START PASSAGE PROVIDED

Current GIRI Seminar

Fall 2021: The 1921 Tulsa Race Massacre in Global Perspective

Global Inequality Research Initiative: the 1921 Tulsa Race Massacre in Global Perspective will explore inequalities through study of the history of the 1921 Tulsa Race Massacre. Through a series of remote and in-person lectures, undergraduate and graduate students will engage with instructors and guest speakers in discussions surrounding the events of the massacre, the global economic and racial context of early twentieth century racial violence, as well as the massacre’s influence on art, literature, social science research, and American culture. Students will complete a semester-long research project of their choosing as part of the course.

Instructors: John Whittington Franklin, Adam Hollowell, William “Sandy” Darity

Guest instructor: John Whittington Franklin is a historian and the son of scholar John Hope Franklin. His grandfather Buck Colbert Franklin, a lawyer, survived the Tulsa Race Massacre of 1921 and penned the first known memoir of the event.

Program Description

The Global Inequality Research Initiative (GIRI) seminar is an interdisciplinary, vertically integrated research course that emphasizes a judicious application of mixed methods from the social sciences and humanities, including quantitative, qualitative, and archival research.

Cross-listed in multiple departments, GIRI facilitates integrated study and research across fields of social, historical, and political inequality. The course, typically offered once each semester, invites students to produce a major paper that will qualify for submission to a refereed journal in the area relevant to the focus of the study. Past GIRI seminar themes have included reparations, genetics and neuroscience, racism in Europe, and social determinants of health.

END PASSAGE PROVIDED

- **WORK INSTRUCTION**
Return the seminar description word for word, beginning at the words "Current GIRI Seminar" and stopping after "of the course.". The entries after the seminar description are not needed.

START SOURCE DATA

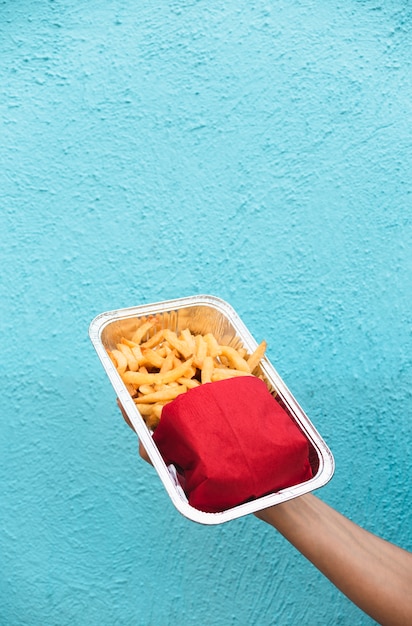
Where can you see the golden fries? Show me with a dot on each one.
(158, 364)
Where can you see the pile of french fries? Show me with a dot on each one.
(157, 364)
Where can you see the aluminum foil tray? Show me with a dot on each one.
(203, 314)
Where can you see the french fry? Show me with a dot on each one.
(162, 396)
(235, 360)
(132, 362)
(121, 361)
(201, 351)
(256, 356)
(142, 330)
(157, 369)
(178, 344)
(153, 341)
(220, 373)
(207, 370)
(151, 358)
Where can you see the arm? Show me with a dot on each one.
(373, 573)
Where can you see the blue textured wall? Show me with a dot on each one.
(259, 151)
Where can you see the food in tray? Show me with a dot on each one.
(158, 364)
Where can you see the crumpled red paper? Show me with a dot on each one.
(233, 442)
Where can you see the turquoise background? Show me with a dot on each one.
(259, 151)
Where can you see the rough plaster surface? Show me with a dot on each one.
(259, 151)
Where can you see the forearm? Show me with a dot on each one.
(374, 574)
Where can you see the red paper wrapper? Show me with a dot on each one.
(233, 442)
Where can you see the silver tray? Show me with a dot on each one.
(203, 314)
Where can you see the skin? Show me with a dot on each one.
(374, 574)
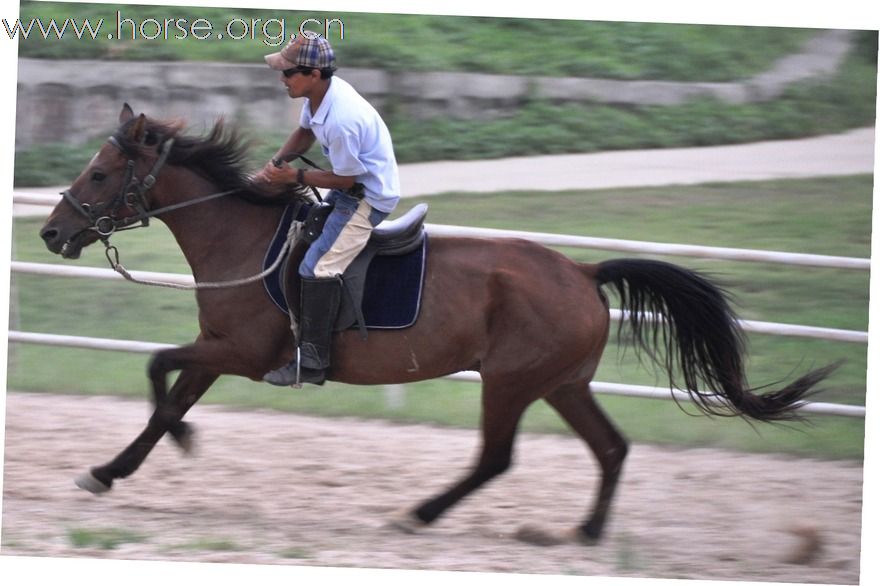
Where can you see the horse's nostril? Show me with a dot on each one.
(49, 234)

END SOURCE DATA

- **SOLUTION TO THE EXERCISE**
Current GIRI Seminar

Fall 2021: The 1921 Tulsa Race Massacre in Global Perspective

Global Inequality Research Initiative: the 1921 Tulsa Race Massacre in Global Perspective will explore inequalities through study of the history of the 1921 Tulsa Race Massacre. Through a series of remote and in-person lectures, undergraduate and graduate students will engage with instructors and guest speakers in discussions surrounding the events of the massacre, the global economic and racial context of early twentieth century racial violence, as well as the massacre’s influence on art, literature, social science research, and American culture. Students will complete a semester-long research project of their choosing as part of the course.